Aim ▸ Can you carry the notes on authorial voice and point of view further, picking up after their last line?

Selected text ▸
Some additional notes on authorial voice and point of view:
In her bookSteering the Craft, Ursula Le Guin says:
Voice is a word critics often use when discussing narrative. It’s always metaphorical, since what’s written is voiceless until read aloud. Often ‘voice’ is a kind of shorthand for authenticity. … I’m using it pragmatically to mean ‘the voice or voices that tell the story’, the narrating voice.
Further along, Le Guin divides the omniscient viewpoint into two:
- Involved Author POV (an opinionated narrator)
- Detached Author POV (the “fly on the wall”)
I’m starting to tease out the distinctions that underly my questions about point of view. There are differences between third-person limited and third-person omniscient. And even within the latter, an author has options.
Omniscient as a Strategic Narrator
Editor Ellen Brock has useful information on this topic. She reminds me that:
The omniscient narrator is a storyteller who chooses when to reveal emotions and thoughts of characters as it is important and relevant. There is a strategy there. A strategy to build suspense, to engage the reader, and to focus the story. It does not delve into the thoughts and emotions of characters on a whim.
Variations on Third Person POV
In an attempt to better understand my options, I pulled a bunch of third-person narratives off my shelf. Here’s a grab bag of third-person perspectives.
Sycamore row by John Grisham:
They found Seth Hubbard in the general area where he promised to be, though not exactly in the condition expected. He was at the end of a rope, six feet off the ground and twisting slightly in the wind.
Marshall Prather rolled his eyes at Jake, as if to say, “She’s nuts.” But he wisely said nothing. Instead, he finished off his pancakes and had to leave.
POV: Third-person omnicient (Involved)
Narrator tone: Matter-of-fact yet folksy.
Grisham is a “pull up a chair and I’ll tell you a story” kind of guy.

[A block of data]
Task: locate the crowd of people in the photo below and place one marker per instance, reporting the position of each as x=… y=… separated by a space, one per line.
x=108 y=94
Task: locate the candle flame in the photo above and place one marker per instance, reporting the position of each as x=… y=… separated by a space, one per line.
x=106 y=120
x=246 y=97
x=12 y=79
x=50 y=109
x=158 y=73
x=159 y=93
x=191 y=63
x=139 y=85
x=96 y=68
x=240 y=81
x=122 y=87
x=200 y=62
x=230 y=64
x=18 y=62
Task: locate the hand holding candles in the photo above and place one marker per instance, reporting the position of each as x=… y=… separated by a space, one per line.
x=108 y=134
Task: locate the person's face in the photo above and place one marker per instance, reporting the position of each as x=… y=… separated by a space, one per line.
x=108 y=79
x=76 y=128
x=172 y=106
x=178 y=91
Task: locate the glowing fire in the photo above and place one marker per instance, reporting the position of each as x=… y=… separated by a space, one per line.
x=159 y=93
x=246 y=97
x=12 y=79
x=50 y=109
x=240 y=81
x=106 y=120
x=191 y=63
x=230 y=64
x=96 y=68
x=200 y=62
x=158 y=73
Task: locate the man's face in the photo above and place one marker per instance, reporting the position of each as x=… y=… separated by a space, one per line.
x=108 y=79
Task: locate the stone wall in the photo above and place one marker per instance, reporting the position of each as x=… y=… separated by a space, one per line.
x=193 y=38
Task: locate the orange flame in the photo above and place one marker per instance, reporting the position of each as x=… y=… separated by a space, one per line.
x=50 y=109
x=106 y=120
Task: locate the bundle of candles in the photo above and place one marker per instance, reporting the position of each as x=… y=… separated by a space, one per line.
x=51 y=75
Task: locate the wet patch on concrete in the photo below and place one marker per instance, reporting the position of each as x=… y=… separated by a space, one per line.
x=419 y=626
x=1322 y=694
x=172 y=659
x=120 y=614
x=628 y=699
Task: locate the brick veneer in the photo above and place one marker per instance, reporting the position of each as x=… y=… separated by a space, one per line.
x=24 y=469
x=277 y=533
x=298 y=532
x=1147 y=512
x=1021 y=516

Written reply ▸
Enders game by Orson Scott Card:
Even as Ender learned how much he did not know, he also saw things he could improve upon. The well-rehearsed formations were a mistake. … Ender studied Bonzo’s formations like an enemy commander would, noting ways to disrupt the formation. During free play that night, Ender asked Petra to practice with him.
POV: Third-person omniscient (Detached)
Narrator tone: Missing?
Scott-Card is telling us what happened, but I don’t feel anything of the narrator’s presence here, although it is indeed straight-up narration.
Misery by Stephen King
The storm continued through the next day. The following night the clouds unraveled and blew away. … All the world outside froze solid. Sitting by the bedroom window and looking out at the ice-glittery morning world on that second full day alone, Paul could hear Misery the pig squealing in the barn and one of the cows bellowing.
POV: Third-person omniscient (Involved)
Narrator tone: Richly descriptive
King is a poet. But you might not notice because you’re too busy feeling scared. 😂
Caliban’s War by James S.A. Corey
In a chapter focusing on James Holden:
Just behind the front line of rent-a-cops, with their nonlethal deterrents, stood a small clump of men in dark suits and sensible shoes. They carried shotguns with the air of men who were just waiting for someone to give them permission. That would be corporate security then.
In a chapter focusing on Avasarala:
The yard smelled like cut grass and fresh soil. The gardener - a thin man hardly older than her own son would have been - knelt in the back, pulling weeds by hand.
POV: Third-person limited. (Detached)
Narrator tone: Highly efficient.
Just the facts! But they deliver them well. It’s punchy.
What Style Will I Use?
As a reader, I enjoy all these styles. As a writer, I’m most attracted to King and Grisham’s approach to third person. They write third-person omniscient, and they’re both what Le Guin would call “involved” narrators. But they’re not too involved. They use a light touch to avoid self-insertion, and as a result, the line between narrator and POV character blurs a little.
I’ve been plodding along in third-person limited because that’s what most mysteries use, and I figured I’d start by following standard conventions. But is it time for a change?
I’ll think about it.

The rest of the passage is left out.